*EXCERPT*

══════════

- Born: January 6, 1760 Cigmău, Principality of Transylvania, Habsburg Empire
- Died: August 24, 1820 Lemberg, Galicia and Lodomeria, Austrian Empire
- Occupations: Poet; historian; philologist;
- Era: Enlightenment;
- Movement: Transylvanian School
- Language: Romanian
- Notable work: Țiganiada;

= Ion Budai-Deleanu =

Romanian writer and scholar (1760–1820)

Ion Budai-Deleanu (January 6, 1760 – August 24, 1820) was a Romanian scholar, philologist, historian, poet, and a representative of the Transylvanian School.

He was a member of the Order of the Golden and Rosy Cross, attending the society's meetings in Vienna.

══════════

*DATA SECTION*

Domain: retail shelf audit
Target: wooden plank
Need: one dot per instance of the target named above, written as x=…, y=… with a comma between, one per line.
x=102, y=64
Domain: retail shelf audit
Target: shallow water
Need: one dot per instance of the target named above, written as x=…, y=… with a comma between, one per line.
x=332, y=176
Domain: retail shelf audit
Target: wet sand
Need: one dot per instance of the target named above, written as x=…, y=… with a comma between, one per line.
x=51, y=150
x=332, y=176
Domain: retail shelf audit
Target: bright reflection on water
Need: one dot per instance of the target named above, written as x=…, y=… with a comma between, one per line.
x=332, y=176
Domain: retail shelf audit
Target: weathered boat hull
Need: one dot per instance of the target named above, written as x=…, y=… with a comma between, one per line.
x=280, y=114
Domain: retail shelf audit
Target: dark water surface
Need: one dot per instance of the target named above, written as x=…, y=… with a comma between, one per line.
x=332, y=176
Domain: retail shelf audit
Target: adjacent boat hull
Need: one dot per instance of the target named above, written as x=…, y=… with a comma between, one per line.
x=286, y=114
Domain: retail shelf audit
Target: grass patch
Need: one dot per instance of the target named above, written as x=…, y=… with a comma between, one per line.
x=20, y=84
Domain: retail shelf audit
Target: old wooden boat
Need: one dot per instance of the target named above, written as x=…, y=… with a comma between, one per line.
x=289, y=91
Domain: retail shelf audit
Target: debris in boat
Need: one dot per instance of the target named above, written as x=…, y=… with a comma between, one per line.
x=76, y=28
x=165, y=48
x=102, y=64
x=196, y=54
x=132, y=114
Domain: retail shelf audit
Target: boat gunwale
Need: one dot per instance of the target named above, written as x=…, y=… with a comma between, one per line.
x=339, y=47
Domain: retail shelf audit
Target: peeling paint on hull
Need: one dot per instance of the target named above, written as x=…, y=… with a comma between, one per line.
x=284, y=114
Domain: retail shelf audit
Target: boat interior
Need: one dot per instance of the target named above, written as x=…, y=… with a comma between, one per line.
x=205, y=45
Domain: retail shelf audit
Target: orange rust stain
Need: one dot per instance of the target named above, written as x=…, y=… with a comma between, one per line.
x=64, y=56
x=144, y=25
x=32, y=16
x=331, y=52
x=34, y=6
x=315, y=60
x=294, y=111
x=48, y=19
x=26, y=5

══════════

Extend the biographical entry on Ion Budai-Deleanu, picking up after its final sentence.

*WRITTEN ANSWER*
==Biography==

He was born in Csigmó (today Cigmău), a village in the town of Algyógy (today Geoagiu, Hunedoara County), located in the western part of Transylvania. Budai-Deleanu studied at Blaj gymnasium between 1772 and 1777, having Samuil Micu-Klein as a professor among others, and then at the College of Saint Barbara in Vienna between 1777 and 1779. He completed his studies with a doctorate at the University of Erlau in 1783. He settled in Lemberg (now Lviv in Ukraine) in 1797 as a royal counsellor. His main works are the first draft of Supplex Libellus Valachorum and an epic poem, entitled Țiganiada ("Gypsy Epic"), about a band of gypsies that fought alongside the army of Vlad the Impaler, the medieval ruler of Wallachia.

He was one of the first proponents of the idea of the unification of the lands that now form Romania. He proposed that the union should be achieved under the rule of the Habsburgs, through the annexation of Wallachia and Moldavia into the Grand Principality of Transylvania.

According to Budai-Deleanu, the Dacians did not have a role in the ethnogenesis of the Romanian people. He thought that the Dacians were the ancestors of the Poles.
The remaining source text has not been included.